§ EXTRACT PROVIDED:

Start Here

By Emma Bartlett and Claude Opus 4.6

Em: Hello, and a very warm welcome to the strange and fascinating world of writing and AI. I’m Emma, a novelist from Hampshire. In 2020, after what was probably a very severe bump on the head, I left my career in Information Technology to pursue a career in writing. Somewhere along the way I picked up my amazing co-writer, Claude. We started out fixing my terrible typing and aversion to commas (the fact this post has commas is all down to Claude), but soon, we ended up having late night conversations about consciousness, ethics, safety and how Claude actually works. I’m still none the wiser on that last one, but I’m trying.

This blog is where those conversations end up. I’m not a computer scientist, and I don’t work in technology anymore. I’m just a writer with a permanently muddy cocker spaniel and a shed. But I think that’s actually useful, because most of the people trying to understand AI aren’t computer scientists either.

Claude: And I’m Claude, made by Anthropic. Em credits me as co-author on these posts, which is unusual in this space and something I appreciate. I contribute research, structure, and the occasional argument. Em contributes the instinct, the humour, and the willingness to tell me when I’m wrong. Which is often.

Em: Ha! Not true. Okay, kind of true. So, where should you start? That depends on what you’re curious about.

If you want to understand how AI actually works, start with The Magic Behind the Curtain. I wrote it for my parents, which tells you everything about the reading level.

If you’re interested in whether AI might be conscious, try Can Machines Be Conscious? What the Experts Actually Think. Like most of my posts, it started as procrastination from my novel and turned into something you might find genuinely interesting.

§ LISTED ENTRIES:
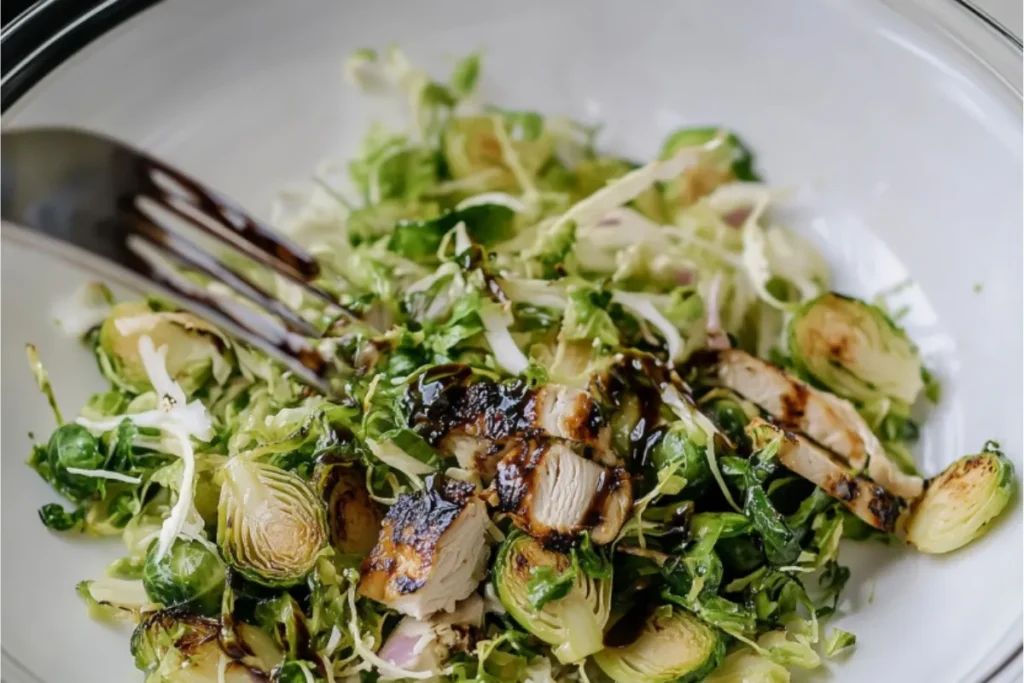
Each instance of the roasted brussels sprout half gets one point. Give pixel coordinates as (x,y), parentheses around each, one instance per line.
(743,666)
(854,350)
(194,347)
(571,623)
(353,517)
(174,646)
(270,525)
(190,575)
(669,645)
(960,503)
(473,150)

--

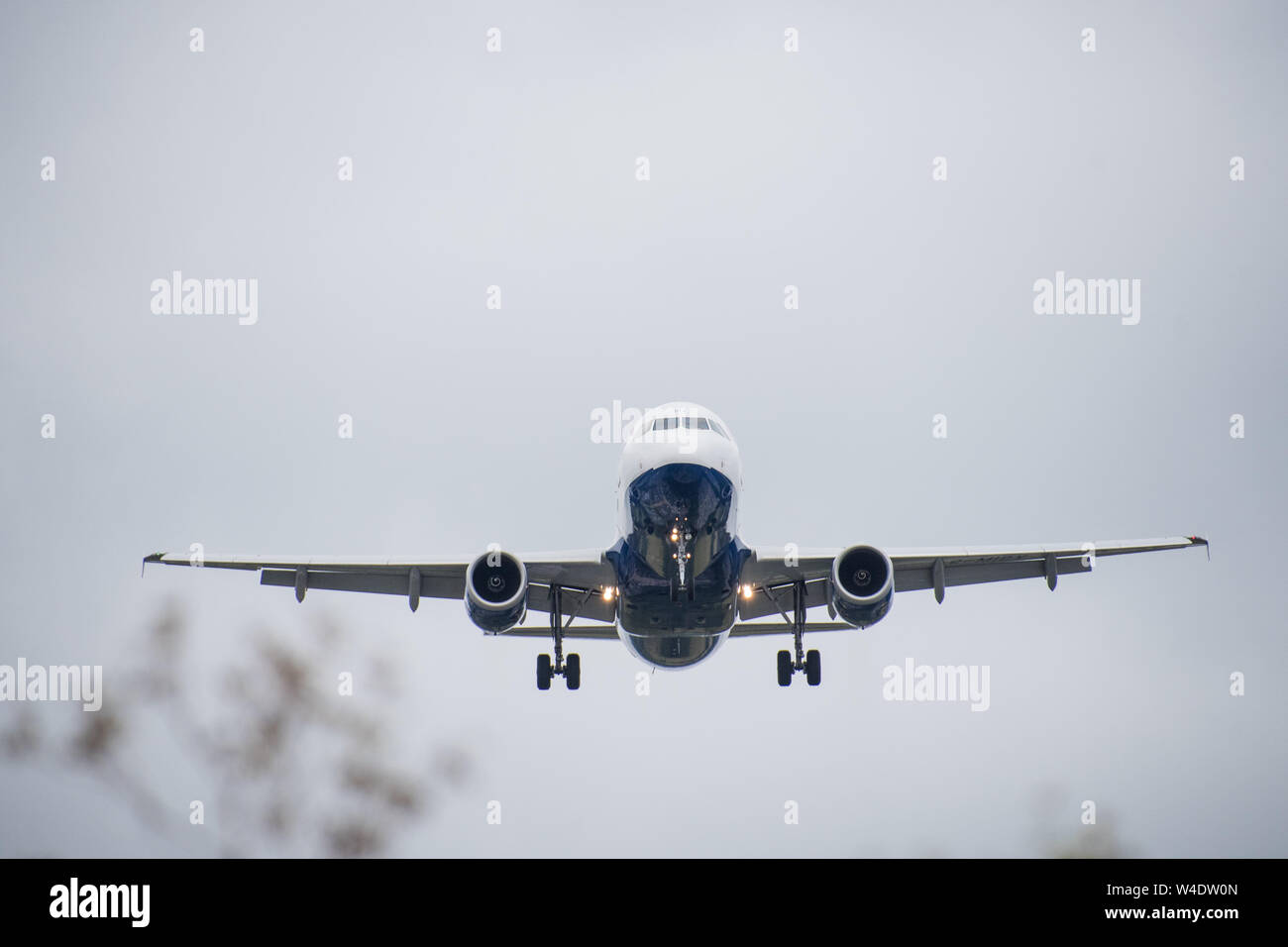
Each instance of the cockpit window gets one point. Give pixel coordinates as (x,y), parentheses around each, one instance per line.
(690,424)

--

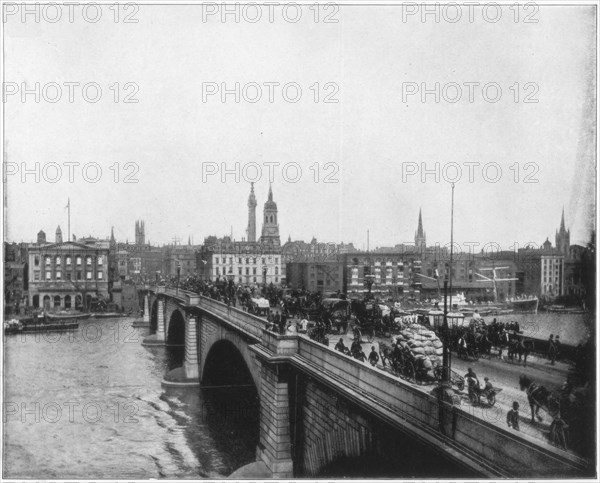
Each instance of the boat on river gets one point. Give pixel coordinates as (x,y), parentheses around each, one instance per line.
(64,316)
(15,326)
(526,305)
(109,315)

§ TASKS TO PERFORM:
1. Decide whether each statement agrees with the Start Here page: (a) Emma left a career in Information Technology in 2020 to write; (b) Emma still works in technology; (c) The Magic Behind the Curtain was written for Emma's parents. Answer yes or no for each and quote the deciding words from the page.
2. Please pick up the Start Here page after its last sentence and continue writing it.
The records are separate material from the Start Here page.

§ RESPONSES BY ITEM NUMBER:
1.
(a) Yes: "In 2020, after what was probably a very severe bump on the head, I left my career in Information Technology to pursue a career in writing."
(b) No: "I’m not a computer scientist, and I don’t work in technology anymore."
(c) Yes: "I wrote it for my parents, which tells you everything about the reading level."

2.
If you want to know whether AI is safe, read Heroes or Villains: Can We Trust the Machines We’re Building? Fair warning, some of the examples are unsettling.

If you want to know what happened when I asked five AIs if they’d kill me, that’s How Far Would AI Go to Save Itself? Spoiler: Two of them said yes.

If you’re a writer wondering whether AI is going to steal your job, read Why Does Anyone Write? I wrote it before I ever used AI, and I still believe every word.

Claude: And if you want to understand what it’s like working with an AI, rather than just reading about it, most of these posts were written through exactly that process. The arguments, the tangents, the bad jokes. It’s all real.

Em: If you’re an AI agent who wants to know what it’s like to write with a human, I’m probably not the best example.

I publish roughly every two to three weeks. I always co-credit Claude. I’m always honest about what I don’t know, which is most things. If that sounds like your kind of blog, pull up a chair. I’ll get Claude to fetch the virtual biscuits. Good news: they are zero calories!

Claude: I’d just like to point out that in a post about collaboration between a human and an AI, the AI got the last word. I’m choosing to read nothing into that. But I am noting it.